> **Task statement**
Copy out, word for word, everything in the entries below from the line containing "Practice: locate the coastline" down to the line containing "pixel 90 164", both of those lines included, and nothing else.

> **Data for this exercise**

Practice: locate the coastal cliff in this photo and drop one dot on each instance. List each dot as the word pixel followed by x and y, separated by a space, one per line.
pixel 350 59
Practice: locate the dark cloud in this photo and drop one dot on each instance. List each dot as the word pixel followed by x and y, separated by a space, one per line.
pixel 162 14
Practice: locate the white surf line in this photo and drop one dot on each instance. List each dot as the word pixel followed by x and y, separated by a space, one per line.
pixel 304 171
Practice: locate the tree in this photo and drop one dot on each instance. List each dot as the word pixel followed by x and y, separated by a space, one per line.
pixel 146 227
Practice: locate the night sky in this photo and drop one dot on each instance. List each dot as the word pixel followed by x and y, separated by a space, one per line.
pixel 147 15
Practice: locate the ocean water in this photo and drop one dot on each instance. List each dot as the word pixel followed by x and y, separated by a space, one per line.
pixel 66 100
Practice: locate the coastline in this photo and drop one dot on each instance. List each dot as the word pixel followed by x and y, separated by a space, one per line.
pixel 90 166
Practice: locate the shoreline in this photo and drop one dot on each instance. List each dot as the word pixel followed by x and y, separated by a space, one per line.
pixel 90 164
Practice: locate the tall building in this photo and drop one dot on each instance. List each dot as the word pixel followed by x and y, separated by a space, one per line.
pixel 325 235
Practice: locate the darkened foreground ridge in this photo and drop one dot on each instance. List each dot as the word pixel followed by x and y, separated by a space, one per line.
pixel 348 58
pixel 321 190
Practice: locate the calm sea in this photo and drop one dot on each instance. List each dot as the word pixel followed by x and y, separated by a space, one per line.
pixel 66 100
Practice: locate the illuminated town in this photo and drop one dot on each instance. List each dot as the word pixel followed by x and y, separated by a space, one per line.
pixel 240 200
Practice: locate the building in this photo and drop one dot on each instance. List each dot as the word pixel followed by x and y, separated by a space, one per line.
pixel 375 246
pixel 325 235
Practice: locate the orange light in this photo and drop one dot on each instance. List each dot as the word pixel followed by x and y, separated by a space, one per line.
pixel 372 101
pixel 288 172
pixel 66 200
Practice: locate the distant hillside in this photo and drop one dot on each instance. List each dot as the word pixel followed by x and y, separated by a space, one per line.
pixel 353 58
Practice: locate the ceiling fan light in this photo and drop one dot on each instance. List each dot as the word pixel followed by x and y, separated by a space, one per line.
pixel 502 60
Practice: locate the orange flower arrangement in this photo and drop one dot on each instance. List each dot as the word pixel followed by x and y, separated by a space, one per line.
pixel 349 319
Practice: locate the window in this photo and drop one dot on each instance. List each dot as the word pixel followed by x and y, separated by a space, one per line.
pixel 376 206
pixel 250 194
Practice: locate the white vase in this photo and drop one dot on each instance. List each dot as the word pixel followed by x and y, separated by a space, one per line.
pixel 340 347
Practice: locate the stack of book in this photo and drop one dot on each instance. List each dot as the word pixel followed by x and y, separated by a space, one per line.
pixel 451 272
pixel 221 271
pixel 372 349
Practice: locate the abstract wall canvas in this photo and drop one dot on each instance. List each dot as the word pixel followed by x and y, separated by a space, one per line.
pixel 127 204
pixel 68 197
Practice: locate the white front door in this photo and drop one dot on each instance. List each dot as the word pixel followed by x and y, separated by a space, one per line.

> **Complete answer**
Practice: locate the coastline in this photo and drop one dot on each instance. List each dot as the word pixel followed by x and y, separated by a space, one per line.
pixel 90 166
Practice: locate the shoreline in this photo and drop one dot on each instance. List each dot as the word pixel followed by x and y, separated by a space, one per line.
pixel 90 164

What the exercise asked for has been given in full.